▶ **DATASET ENTRIES**:
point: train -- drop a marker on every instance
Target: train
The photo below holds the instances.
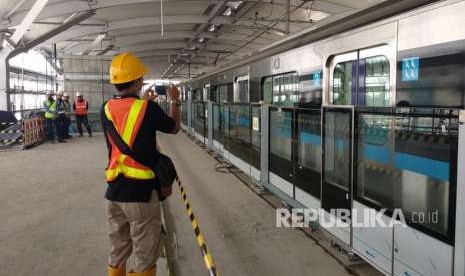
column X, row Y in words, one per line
column 359, row 118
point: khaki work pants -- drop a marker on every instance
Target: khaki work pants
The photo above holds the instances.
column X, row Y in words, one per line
column 135, row 228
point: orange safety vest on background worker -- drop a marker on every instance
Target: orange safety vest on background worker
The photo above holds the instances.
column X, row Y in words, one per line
column 81, row 107
column 126, row 115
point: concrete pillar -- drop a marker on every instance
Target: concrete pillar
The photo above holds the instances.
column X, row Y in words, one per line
column 265, row 148
column 210, row 124
column 4, row 81
column 459, row 248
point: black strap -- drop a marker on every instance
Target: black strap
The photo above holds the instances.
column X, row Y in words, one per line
column 124, row 148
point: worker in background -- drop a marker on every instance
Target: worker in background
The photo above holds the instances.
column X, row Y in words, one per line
column 61, row 117
column 133, row 206
column 67, row 110
column 81, row 108
column 49, row 108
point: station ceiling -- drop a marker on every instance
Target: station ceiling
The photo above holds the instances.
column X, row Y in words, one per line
column 178, row 38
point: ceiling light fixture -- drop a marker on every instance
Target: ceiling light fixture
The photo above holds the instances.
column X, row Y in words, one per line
column 212, row 28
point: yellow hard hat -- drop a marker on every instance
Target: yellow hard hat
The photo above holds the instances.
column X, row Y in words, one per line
column 126, row 67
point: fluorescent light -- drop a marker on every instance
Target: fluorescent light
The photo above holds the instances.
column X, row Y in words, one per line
column 234, row 4
column 228, row 11
column 212, row 28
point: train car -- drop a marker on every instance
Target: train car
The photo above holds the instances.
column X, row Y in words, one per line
column 363, row 120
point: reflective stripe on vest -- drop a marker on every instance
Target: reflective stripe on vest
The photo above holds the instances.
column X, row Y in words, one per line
column 51, row 107
column 120, row 164
column 81, row 108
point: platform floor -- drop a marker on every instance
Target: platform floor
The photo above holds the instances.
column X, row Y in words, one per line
column 53, row 222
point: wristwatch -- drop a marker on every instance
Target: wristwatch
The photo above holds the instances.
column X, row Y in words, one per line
column 175, row 102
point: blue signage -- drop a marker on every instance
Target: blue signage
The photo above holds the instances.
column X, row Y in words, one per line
column 410, row 69
column 317, row 78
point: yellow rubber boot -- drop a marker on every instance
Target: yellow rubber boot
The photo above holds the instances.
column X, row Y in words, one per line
column 119, row 271
column 151, row 272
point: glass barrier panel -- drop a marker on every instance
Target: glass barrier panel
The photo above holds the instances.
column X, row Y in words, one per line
column 184, row 112
column 218, row 123
column 280, row 156
column 407, row 158
column 226, row 139
column 256, row 111
column 337, row 148
column 199, row 117
column 308, row 156
column 239, row 131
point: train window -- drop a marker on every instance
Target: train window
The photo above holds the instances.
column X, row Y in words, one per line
column 267, row 90
column 362, row 78
column 342, row 83
column 311, row 89
column 432, row 76
column 376, row 81
column 281, row 89
column 197, row 95
column 222, row 93
column 241, row 91
column 404, row 162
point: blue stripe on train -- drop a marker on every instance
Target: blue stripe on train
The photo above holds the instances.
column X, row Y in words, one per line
column 433, row 168
column 375, row 153
column 403, row 161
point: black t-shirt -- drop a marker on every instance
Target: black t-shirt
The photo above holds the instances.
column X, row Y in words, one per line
column 131, row 190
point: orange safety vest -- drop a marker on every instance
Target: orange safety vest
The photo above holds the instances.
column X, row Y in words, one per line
column 81, row 107
column 127, row 115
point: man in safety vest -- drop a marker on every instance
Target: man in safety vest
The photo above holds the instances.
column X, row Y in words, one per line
column 61, row 117
column 50, row 113
column 67, row 111
column 81, row 108
column 132, row 195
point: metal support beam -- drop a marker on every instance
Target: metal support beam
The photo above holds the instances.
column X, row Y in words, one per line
column 27, row 20
column 288, row 17
column 41, row 39
column 211, row 16
column 50, row 59
column 4, row 74
column 107, row 49
column 95, row 43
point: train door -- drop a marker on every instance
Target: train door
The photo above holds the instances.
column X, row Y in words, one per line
column 359, row 78
column 337, row 171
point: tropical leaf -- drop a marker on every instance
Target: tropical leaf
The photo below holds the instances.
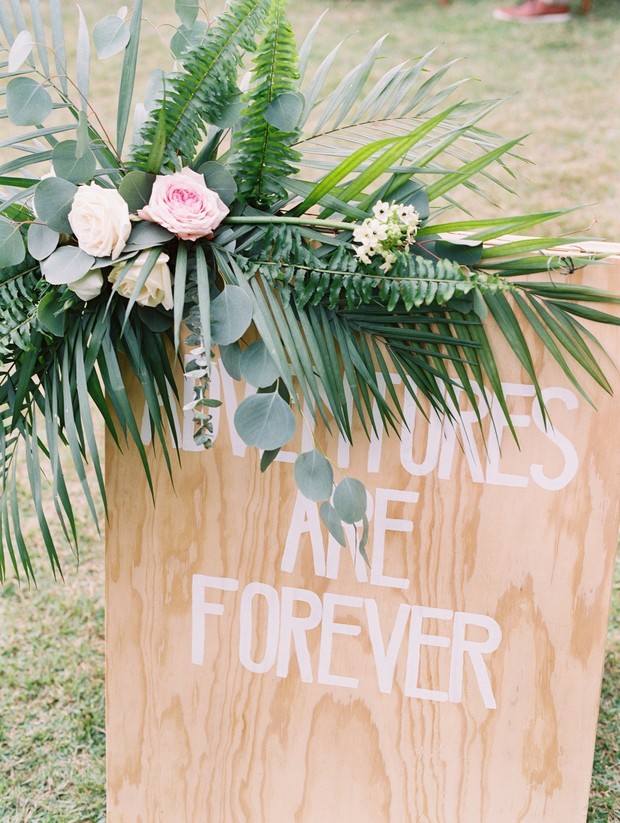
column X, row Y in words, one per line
column 261, row 157
column 200, row 94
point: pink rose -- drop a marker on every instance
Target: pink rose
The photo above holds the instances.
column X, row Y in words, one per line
column 183, row 204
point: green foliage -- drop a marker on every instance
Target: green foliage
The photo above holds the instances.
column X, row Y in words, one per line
column 300, row 166
column 201, row 93
column 20, row 292
column 261, row 157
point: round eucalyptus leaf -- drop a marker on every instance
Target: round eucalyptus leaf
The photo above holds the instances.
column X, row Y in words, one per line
column 135, row 189
column 231, row 315
column 27, row 102
column 265, row 421
column 110, row 36
column 220, row 180
column 284, row 111
column 187, row 38
column 231, row 355
column 66, row 265
column 145, row 235
column 41, row 241
column 258, row 367
column 334, row 525
column 314, row 475
column 68, row 166
column 20, row 50
column 53, row 198
column 51, row 313
column 187, row 11
column 350, row 500
column 12, row 248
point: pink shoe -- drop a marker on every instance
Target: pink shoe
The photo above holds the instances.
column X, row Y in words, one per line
column 534, row 11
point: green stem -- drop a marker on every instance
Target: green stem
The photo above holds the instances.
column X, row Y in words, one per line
column 314, row 222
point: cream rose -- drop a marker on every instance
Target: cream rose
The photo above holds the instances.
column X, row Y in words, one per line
column 100, row 221
column 88, row 286
column 183, row 204
column 157, row 289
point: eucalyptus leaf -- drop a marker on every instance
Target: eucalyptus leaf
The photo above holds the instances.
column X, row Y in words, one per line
column 284, row 111
column 66, row 265
column 187, row 11
column 20, row 50
column 12, row 248
column 135, row 189
column 187, row 37
column 110, row 36
column 41, row 240
column 334, row 525
column 51, row 313
column 231, row 356
column 349, row 500
column 314, row 475
column 28, row 103
column 231, row 315
column 53, row 198
column 145, row 235
column 265, row 421
column 220, row 180
column 258, row 367
column 69, row 166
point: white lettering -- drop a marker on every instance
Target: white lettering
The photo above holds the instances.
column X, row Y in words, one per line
column 293, row 627
column 246, row 632
column 475, row 649
column 329, row 628
column 383, row 523
column 201, row 608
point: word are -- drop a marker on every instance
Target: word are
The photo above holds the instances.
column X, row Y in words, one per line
column 286, row 634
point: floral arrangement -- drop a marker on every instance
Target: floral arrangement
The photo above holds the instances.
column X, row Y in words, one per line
column 301, row 227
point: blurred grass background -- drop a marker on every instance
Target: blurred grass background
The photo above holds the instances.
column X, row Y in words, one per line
column 561, row 84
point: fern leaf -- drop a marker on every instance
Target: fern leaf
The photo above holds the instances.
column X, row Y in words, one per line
column 200, row 94
column 261, row 150
column 20, row 293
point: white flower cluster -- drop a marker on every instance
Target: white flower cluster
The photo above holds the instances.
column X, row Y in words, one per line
column 392, row 228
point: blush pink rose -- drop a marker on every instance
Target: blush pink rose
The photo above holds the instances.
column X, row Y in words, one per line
column 183, row 204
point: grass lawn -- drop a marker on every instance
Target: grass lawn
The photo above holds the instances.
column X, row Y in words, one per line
column 560, row 85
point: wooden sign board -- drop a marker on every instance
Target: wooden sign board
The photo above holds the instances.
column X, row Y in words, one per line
column 257, row 671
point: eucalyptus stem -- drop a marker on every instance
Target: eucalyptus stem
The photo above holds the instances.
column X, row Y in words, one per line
column 314, row 222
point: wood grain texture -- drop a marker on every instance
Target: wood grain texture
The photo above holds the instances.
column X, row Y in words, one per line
column 217, row 743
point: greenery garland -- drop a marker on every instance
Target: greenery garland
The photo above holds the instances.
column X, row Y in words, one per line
column 317, row 216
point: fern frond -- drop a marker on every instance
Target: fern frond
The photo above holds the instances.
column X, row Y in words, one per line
column 261, row 153
column 21, row 289
column 208, row 84
column 287, row 261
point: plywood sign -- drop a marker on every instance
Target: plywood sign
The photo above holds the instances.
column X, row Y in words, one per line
column 259, row 672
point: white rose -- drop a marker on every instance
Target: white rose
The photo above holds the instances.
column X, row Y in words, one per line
column 88, row 286
column 157, row 289
column 100, row 221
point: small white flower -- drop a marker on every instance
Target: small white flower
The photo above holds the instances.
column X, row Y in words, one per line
column 381, row 209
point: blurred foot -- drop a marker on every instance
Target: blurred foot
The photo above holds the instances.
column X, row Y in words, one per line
column 534, row 11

▶ **YOUR ASSIGNMENT**: Transcribe exactly, and only, the lines from the one holding "point: wooden sign" through the final line of the listing.

▶ **OUTPUT OF THE TASK**:
point: wooden sign board -- drop a marker on every instance
Target: wooden sign board
The photo above holds the instances.
column X, row Y in words, one per line
column 257, row 671
point: eucalyptus stem -- drop a marker on every instance
Target: eucalyptus stem
The photo above holds the instances.
column X, row Y in words, one per line
column 314, row 222
point: wood grain texture -- drop a marker on every instance
Target: wood grain texture
The photo above holds the instances.
column X, row Y in words, one per line
column 217, row 743
point: greenery garland -- drop a marker on every instance
Target: greenery garland
The photo above holds the instances.
column X, row Y in words, one per line
column 317, row 216
point: fern frond -- drop a marker on every instance
Target: fern frond
The photo above holds the instances.
column X, row Y in words, one per line
column 261, row 153
column 21, row 289
column 208, row 84
column 287, row 261
point: plywood sign -- drop a marker on every instance
Target: plywood sign
The photo above holds the instances.
column X, row Y in words, one per line
column 259, row 672
point: white rose -- drop a marker on every instance
Target: white rose
The photo above holds the instances.
column X, row Y in words, one per line
column 88, row 286
column 157, row 289
column 100, row 221
point: small white flower -- drop a marker on every instance
Target: small white flower
The photo above holds the instances.
column X, row Y in words, one per line
column 381, row 209
point: blurred foot -- drop a marker on every instance
Target: blurred foot
The photo above holds the instances.
column X, row Y in words, one per line
column 534, row 11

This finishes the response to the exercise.